WHAT THE TASK ASKS: Set down each record below precisely, skipping the pictures.

EXTRACTED RECORDS:
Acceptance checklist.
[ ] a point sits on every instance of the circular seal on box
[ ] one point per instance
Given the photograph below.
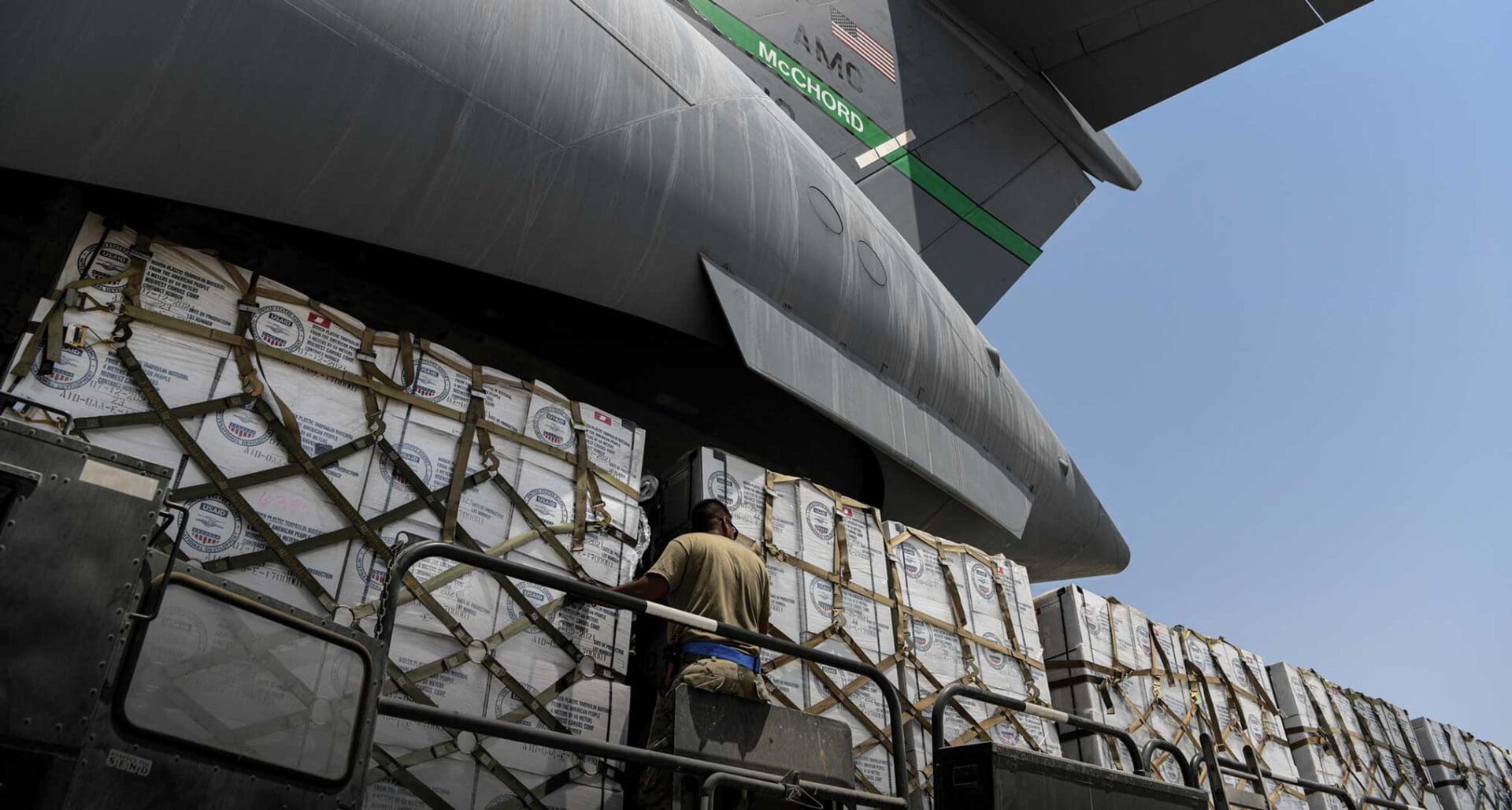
(432, 381)
(995, 659)
(75, 368)
(279, 328)
(1094, 619)
(243, 425)
(212, 526)
(534, 594)
(820, 520)
(374, 573)
(982, 578)
(413, 456)
(724, 488)
(113, 259)
(552, 424)
(910, 560)
(823, 596)
(1257, 729)
(177, 635)
(548, 506)
(923, 635)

EXPECTED OUTPUT:
Acceptance checklist.
[ ] a point sits on every instance of the circular seal on box
[ ] one point per instance
Given the photograph below.
(432, 381)
(995, 659)
(75, 368)
(279, 328)
(1094, 619)
(243, 425)
(212, 526)
(534, 594)
(820, 520)
(374, 573)
(982, 578)
(413, 456)
(724, 488)
(113, 259)
(552, 424)
(910, 560)
(823, 596)
(1257, 729)
(177, 635)
(548, 506)
(923, 635)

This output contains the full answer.